A figure shows the message integrity check process over a wireless network.

Figure 28-5 Checking Message Integrity over a Wireless Network

Wireless Client Authentication Methods

You can use many different methods to authenticate wireless clients as they try to associate with the network. The methods have been introduced over time and have evolved as security weaknesses have been exposed and wireless hardware has advanced. This section covers the most common authentication methods you might encounter.

Open Authentication

The original 802.11 standard offered only two choices to authenticate a client: open authentication and WEP.

Open authentication is true to its name; it offers open access to a WLAN. The only requirement is that a client must use an 802.11 authentication request before it attempts to associate with an AP. No other credentials are needed.

────────────────────────────────────────

*STATED PROBLEM A*:
Which lines of the listing contain the string "metal", with case counting? Find them and copy each one.
*STATED PROBLEM B*:
Continue the passage on wireless client authentication methods, picking up right after its last sentence.

────────────────────────────────────────

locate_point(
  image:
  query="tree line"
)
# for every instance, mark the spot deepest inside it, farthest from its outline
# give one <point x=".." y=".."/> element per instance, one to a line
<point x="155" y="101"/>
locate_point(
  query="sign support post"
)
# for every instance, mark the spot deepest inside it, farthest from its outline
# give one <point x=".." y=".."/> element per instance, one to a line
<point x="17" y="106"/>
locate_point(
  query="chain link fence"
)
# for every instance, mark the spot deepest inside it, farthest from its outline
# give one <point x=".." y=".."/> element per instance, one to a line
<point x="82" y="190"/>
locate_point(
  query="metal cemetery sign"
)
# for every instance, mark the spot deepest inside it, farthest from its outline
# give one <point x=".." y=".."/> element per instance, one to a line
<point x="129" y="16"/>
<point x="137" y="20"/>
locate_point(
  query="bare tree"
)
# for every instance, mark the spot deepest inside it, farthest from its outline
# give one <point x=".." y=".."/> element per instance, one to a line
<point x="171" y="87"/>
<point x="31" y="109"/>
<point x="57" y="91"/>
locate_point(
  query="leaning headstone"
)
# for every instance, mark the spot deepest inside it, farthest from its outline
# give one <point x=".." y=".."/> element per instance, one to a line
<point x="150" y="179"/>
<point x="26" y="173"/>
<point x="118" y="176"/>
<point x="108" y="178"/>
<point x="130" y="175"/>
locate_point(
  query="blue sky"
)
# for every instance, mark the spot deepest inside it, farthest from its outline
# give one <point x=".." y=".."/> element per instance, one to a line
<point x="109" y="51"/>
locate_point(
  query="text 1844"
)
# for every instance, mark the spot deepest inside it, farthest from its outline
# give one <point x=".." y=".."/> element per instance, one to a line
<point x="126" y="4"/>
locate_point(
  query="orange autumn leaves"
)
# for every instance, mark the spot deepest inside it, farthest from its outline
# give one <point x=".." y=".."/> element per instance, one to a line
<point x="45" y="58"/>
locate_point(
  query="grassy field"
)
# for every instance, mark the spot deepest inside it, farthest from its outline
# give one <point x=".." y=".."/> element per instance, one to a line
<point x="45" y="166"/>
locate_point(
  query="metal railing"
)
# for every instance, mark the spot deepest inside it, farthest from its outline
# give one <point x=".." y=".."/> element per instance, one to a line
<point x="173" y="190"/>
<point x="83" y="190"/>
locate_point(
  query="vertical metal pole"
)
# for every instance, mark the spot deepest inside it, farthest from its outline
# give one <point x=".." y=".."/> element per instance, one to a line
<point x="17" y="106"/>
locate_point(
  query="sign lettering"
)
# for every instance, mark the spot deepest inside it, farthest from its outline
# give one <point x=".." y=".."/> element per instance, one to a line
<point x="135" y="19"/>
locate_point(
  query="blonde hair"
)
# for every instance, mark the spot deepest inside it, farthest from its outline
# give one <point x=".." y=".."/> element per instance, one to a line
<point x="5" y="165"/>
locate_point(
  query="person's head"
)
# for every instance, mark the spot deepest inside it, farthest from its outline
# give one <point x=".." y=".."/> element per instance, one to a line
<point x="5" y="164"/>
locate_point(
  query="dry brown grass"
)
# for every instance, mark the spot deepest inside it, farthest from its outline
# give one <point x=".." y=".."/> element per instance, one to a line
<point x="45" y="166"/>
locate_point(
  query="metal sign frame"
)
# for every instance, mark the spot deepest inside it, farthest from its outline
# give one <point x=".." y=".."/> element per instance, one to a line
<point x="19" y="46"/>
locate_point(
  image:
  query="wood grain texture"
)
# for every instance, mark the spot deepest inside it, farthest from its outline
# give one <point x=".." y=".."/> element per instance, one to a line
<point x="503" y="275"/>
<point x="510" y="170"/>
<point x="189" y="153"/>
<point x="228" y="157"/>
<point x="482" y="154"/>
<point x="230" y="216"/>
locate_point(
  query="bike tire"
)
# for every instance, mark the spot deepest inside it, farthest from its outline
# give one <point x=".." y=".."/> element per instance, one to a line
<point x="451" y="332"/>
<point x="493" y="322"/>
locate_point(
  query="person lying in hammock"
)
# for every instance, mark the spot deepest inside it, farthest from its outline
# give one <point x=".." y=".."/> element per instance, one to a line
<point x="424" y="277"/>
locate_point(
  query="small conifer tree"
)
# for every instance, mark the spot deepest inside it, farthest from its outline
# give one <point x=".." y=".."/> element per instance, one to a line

────────────────────────────────────────

*EXERCISE RESULT A*:
  query="metal cemetery sign"
  query="metal railing"
  query="vertical metal pole"
  query="metal sign frame"

*EXERCISE RESULT B*:
When would you want to use open authentication? After all, it does not sound very secure because it is not. With no challenge, any 802.11 client may authenticate to access the network. That is, in fact, the whole purpose of open authentication—to validate that a client is a valid 802.11 device by authenticating the wireless hardware and the protocol. Authenticating the user’s identity is handled as a true security process through other means.

You have probably seen a WLAN with open authentication when you have visited a public location. If any client screening is used at all, it comes in the form of web authentication. A client can associate right away but must open a web browser to see and accept the terms for use and enter basic credentials. From that point, network access is opened up for the client. Most client operating systems flag such networks to warn you that your wireless data will not be secured in any way if you join.

WEP

As you might expect, open authentication offers nothing that can obscure or encrypt the data being sent between a client and an AP. As an alternative, the 802.11 standard has traditionally defined Wired Equivalent Privacy (WEP) as a method to make a wireless link more like or equivalent to a wired connection.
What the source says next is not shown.